> AIM OF THE EXERCISE
Find every line in the listing that contains the string "wall" and copy each one. Case counts.

> RECORD SET
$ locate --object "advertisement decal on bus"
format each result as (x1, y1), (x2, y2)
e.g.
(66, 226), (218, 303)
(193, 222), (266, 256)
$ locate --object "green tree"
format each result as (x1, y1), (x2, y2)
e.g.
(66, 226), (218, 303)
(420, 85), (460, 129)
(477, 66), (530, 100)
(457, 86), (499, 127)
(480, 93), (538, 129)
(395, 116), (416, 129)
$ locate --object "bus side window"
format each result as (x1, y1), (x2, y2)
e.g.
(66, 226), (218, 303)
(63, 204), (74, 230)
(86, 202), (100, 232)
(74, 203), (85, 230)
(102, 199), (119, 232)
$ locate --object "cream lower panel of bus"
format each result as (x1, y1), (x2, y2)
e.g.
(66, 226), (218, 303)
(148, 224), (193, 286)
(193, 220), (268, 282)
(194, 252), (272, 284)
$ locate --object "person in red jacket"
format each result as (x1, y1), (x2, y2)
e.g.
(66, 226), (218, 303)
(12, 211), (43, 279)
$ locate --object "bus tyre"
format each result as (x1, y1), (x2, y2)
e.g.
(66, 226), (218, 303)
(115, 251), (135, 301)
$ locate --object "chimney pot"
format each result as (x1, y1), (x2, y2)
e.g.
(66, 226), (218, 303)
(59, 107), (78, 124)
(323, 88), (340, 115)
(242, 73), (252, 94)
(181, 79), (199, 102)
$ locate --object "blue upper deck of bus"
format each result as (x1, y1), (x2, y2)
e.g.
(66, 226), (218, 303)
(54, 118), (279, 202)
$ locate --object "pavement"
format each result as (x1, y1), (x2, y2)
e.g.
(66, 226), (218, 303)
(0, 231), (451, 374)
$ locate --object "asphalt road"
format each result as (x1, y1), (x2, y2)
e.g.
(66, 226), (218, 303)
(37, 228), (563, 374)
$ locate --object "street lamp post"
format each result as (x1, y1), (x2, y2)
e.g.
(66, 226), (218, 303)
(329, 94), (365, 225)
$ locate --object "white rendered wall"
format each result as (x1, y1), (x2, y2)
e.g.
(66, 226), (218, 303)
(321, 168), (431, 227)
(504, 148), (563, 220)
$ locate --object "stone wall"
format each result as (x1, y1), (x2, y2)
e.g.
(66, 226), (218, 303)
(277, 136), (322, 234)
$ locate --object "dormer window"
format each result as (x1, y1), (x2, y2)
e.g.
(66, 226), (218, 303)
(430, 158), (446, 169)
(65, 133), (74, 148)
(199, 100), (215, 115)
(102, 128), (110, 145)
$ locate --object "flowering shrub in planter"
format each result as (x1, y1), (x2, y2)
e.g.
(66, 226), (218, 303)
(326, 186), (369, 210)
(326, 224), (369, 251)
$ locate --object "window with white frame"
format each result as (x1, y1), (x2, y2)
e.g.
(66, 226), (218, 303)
...
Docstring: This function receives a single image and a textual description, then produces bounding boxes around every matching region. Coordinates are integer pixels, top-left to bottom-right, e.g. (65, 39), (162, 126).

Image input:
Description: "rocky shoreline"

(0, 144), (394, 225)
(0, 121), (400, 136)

> ANSWER TO THE PROBLEM
$ locate --object "white rendered wall"
$ locate --object "stone wall"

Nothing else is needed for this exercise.